MATERIAL FOR THIS EXERCISE -

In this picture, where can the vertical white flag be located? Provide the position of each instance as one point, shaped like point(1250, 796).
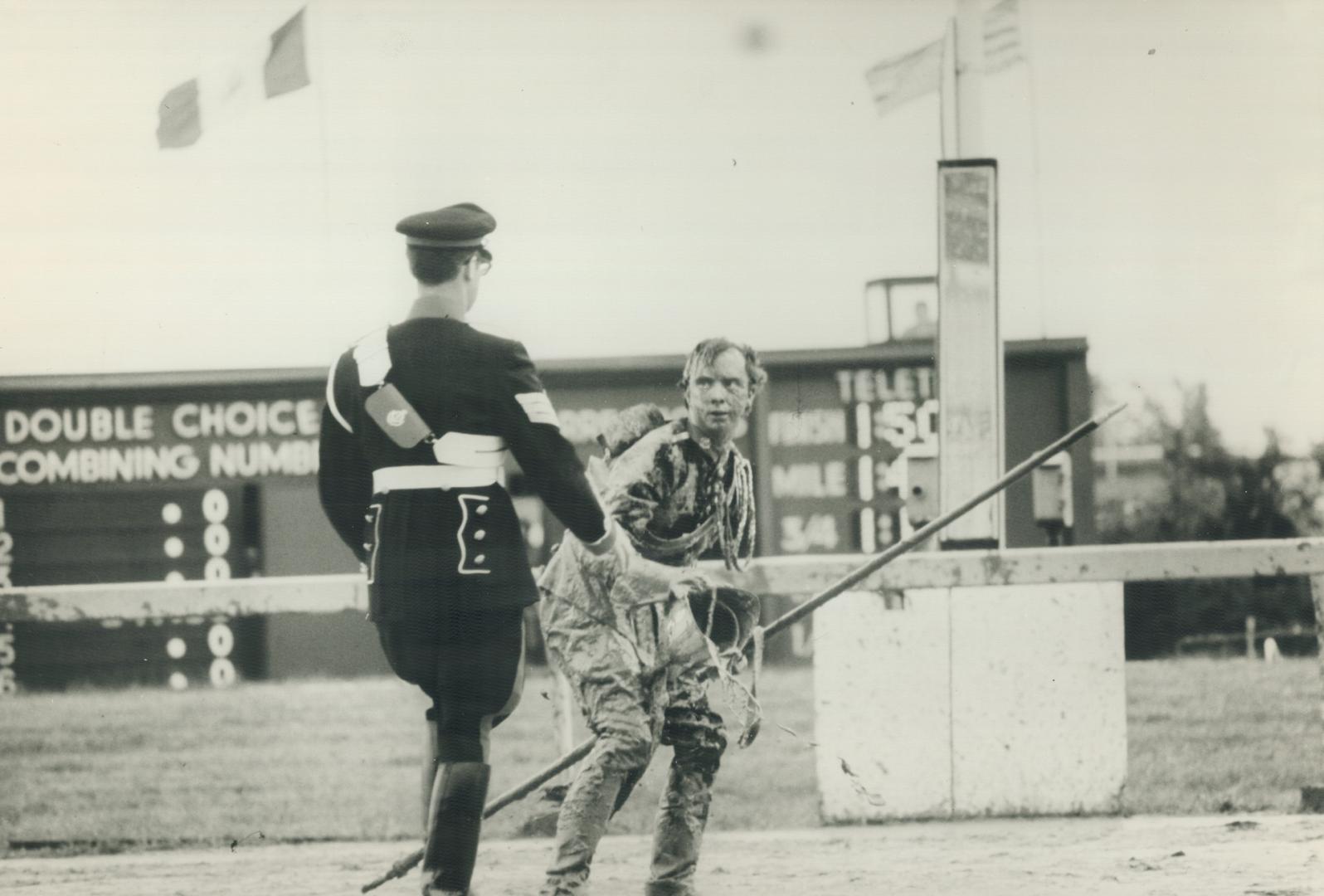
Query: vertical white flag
point(269, 68)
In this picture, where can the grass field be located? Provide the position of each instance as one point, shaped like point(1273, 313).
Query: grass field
point(340, 760)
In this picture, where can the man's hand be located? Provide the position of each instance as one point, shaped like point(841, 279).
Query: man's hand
point(615, 543)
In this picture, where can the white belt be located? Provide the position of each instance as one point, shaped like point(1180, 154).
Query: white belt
point(432, 477)
point(470, 450)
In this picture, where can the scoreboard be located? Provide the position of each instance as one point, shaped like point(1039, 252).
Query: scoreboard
point(213, 475)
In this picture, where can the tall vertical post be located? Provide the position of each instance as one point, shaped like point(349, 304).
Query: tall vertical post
point(970, 343)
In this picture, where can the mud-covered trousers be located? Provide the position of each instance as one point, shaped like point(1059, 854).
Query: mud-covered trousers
point(630, 715)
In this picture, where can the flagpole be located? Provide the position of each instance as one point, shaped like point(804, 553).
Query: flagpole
point(947, 95)
point(970, 78)
point(318, 51)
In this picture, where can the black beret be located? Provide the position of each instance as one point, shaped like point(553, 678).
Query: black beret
point(455, 226)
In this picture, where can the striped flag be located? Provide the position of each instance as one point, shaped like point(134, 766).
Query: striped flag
point(894, 82)
point(897, 81)
point(275, 66)
point(1001, 36)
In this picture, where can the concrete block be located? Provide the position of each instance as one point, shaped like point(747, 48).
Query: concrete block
point(1039, 699)
point(992, 700)
point(882, 716)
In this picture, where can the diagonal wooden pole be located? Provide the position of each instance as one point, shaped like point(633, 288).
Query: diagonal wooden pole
point(800, 611)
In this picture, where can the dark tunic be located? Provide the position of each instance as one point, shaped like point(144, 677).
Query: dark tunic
point(459, 548)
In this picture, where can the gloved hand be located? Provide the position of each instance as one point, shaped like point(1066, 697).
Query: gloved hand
point(616, 544)
point(689, 584)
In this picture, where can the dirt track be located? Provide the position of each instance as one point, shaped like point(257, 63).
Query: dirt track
point(1261, 855)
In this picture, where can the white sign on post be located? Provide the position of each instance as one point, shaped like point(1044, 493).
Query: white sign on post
point(970, 349)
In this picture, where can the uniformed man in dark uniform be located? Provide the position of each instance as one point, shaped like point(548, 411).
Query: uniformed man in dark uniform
point(417, 424)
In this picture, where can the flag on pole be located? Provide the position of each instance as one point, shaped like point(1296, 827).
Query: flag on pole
point(275, 66)
point(897, 81)
point(1001, 36)
point(894, 82)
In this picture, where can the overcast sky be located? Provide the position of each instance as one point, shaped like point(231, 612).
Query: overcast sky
point(662, 173)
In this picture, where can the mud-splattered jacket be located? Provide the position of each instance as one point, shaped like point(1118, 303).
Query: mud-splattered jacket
point(666, 493)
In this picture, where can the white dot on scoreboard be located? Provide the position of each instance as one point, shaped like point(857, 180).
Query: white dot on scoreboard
point(222, 673)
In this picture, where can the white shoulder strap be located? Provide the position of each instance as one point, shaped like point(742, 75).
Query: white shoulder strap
point(372, 355)
point(331, 404)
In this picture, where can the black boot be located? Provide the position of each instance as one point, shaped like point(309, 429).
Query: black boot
point(455, 818)
point(431, 760)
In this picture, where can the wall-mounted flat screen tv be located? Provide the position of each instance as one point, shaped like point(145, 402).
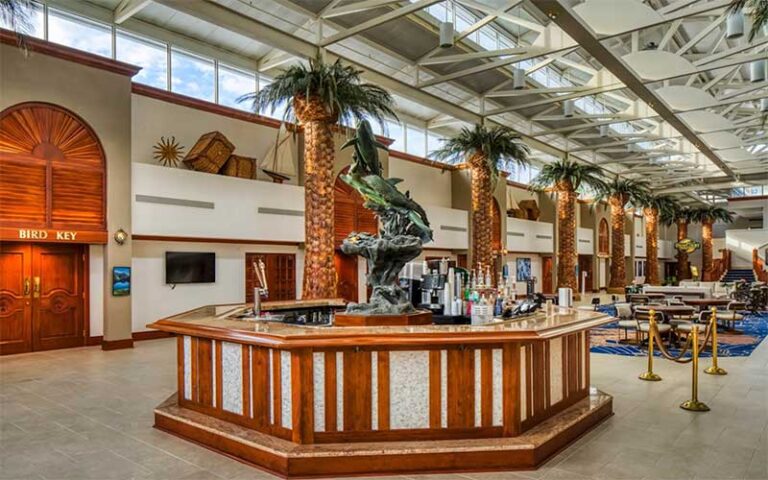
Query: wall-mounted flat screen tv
point(190, 267)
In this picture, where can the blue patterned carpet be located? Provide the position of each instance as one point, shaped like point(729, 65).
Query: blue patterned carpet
point(753, 329)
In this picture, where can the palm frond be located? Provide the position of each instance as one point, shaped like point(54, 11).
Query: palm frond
point(569, 172)
point(500, 146)
point(628, 189)
point(338, 87)
point(710, 213)
point(16, 14)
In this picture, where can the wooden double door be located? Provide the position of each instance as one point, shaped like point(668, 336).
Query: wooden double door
point(42, 296)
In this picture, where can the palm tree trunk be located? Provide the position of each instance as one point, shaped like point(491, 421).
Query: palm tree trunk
point(566, 237)
point(683, 269)
point(482, 215)
point(319, 153)
point(652, 245)
point(618, 271)
point(707, 270)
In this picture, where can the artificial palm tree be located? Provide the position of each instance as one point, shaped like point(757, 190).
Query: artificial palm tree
point(758, 11)
point(486, 150)
point(618, 193)
point(655, 208)
point(16, 15)
point(565, 177)
point(706, 216)
point(682, 218)
point(319, 96)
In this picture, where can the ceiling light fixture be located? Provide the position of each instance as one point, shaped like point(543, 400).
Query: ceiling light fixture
point(518, 79)
point(446, 34)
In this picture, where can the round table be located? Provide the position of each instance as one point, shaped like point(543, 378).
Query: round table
point(668, 310)
point(701, 303)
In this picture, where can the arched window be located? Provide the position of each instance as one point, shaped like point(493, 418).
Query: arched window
point(602, 238)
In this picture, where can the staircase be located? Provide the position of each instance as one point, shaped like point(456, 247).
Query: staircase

TASK PROMPT -
Where does the word "staircase" appear in the records above? Return every line that holds it.

COMPLETED TASK -
In this picture, where can the staircase be located? Provide the position of each instance as one point, shaped like point(456, 247).
Query: staircase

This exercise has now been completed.